# 7 Series Redesign Info from WSJ



## beware_phog (Mar 7, 2003)

BMW Accelerates
To Fix Its '7 Series'

Purists Disliked Styling
And the iDrive Controls;
Sales Are Off 12% This Year

By NEAL E. BOUDETTE 
Staff Reporter of THE WALL STREET JOURNAL

FRANKFURT-Two years ago, Bayerische Motoren Werke AG did a radical redesign of its 7 Series sedan, and ended up making big waves among its fans. Now the German car maker is rushing to calm the waters.

BMW is working on a revamped version tentatively slated for launch in the second half of next year, about a year sooner than originally planned, people familiar with the matter said.

The touched-up 7 Series will still aim to present a striking look, but will modify some features that drew howls from purists, such as the front "face" of the car, its bulbous trunk and the dreaded iDrive interior control system, these people said. Peik von Bestenbostel, a BMW spokesman, said the company doesn't comment on cars that are still in development, but said BMW and other car makers typically refresh models every few years. Toyota Motor Corp.'s Lexus brand, for example, has just updated its top model, the LS 430. It has been on the market a year longer than the 7 Series, however.

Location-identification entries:
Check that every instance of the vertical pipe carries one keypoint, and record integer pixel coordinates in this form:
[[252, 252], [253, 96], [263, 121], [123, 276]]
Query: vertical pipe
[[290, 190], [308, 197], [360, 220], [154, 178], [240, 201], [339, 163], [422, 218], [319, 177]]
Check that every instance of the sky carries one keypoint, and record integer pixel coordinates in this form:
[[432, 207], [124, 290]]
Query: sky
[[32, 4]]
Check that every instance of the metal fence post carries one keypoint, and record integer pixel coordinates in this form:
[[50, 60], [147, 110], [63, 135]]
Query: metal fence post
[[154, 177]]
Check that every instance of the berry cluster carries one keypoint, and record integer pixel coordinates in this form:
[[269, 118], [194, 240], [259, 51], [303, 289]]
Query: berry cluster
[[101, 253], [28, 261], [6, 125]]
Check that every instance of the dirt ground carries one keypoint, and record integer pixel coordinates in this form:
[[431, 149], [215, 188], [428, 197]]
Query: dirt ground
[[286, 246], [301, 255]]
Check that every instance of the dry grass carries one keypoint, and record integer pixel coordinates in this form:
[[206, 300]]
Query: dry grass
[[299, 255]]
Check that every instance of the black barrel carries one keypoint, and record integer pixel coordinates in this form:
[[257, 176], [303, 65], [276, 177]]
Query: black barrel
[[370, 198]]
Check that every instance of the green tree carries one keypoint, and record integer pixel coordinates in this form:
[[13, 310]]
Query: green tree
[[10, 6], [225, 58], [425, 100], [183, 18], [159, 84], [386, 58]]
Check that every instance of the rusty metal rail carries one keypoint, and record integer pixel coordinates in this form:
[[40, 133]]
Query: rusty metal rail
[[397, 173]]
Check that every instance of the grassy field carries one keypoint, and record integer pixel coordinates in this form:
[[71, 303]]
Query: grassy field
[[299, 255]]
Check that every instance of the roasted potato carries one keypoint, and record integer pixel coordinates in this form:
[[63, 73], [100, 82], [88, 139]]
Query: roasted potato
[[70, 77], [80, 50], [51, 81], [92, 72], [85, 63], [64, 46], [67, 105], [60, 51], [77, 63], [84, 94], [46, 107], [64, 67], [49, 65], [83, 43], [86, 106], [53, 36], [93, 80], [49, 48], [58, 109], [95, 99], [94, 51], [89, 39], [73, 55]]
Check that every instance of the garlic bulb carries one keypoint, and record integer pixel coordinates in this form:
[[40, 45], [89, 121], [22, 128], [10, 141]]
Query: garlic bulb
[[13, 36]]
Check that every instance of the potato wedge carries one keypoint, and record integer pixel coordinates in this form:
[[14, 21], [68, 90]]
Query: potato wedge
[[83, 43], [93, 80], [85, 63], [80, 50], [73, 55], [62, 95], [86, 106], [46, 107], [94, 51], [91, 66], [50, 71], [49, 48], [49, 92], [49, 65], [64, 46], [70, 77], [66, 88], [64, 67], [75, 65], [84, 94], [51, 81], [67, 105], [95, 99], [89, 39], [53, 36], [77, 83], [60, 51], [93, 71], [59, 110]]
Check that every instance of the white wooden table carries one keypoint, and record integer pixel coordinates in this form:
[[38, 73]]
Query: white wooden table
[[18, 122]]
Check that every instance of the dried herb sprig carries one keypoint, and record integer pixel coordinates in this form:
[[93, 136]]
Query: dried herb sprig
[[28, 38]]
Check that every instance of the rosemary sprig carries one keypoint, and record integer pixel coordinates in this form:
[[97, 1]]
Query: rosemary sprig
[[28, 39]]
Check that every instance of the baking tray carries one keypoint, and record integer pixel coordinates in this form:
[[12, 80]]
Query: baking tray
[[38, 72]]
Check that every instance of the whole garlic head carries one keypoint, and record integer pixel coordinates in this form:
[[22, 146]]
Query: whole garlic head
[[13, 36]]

▸ **What to do**
Please return everything in the 7 Series article from "## beware_phog (Mar" down to "calm the waters.", word for word.

▸ **Full response**
## beware_phog (Mar 7, 2003)

BMW Accelerates
To Fix Its '7 Series'

Purists Disliked Styling
And the iDrive Controls;
Sales Are Off 12% This Year

By NEAL E. BOUDETTE 
Staff Reporter of THE WALL STREET JOURNAL

FRANKFURT-Two years ago, Bayerische Motoren Werke AG did a radical redesign of its 7 Series sedan, and ended up making big waves among its fans. Now the German car maker is rushing to calm the waters.